Pointing dataset excerpts ::
■ ■ ■ ■ ■ ■ ■

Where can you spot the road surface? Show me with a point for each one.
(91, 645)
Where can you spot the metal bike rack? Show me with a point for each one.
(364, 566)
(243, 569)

■ ■ ■ ■ ■ ■ ■

Task objective :: Produce an exact copy of the whole listing.

Exercise result ::
Where can you spot the road surface? Show me with a point for each one.
(91, 645)
Where can you spot the metal bike rack? Show me with a point for each one.
(364, 566)
(243, 569)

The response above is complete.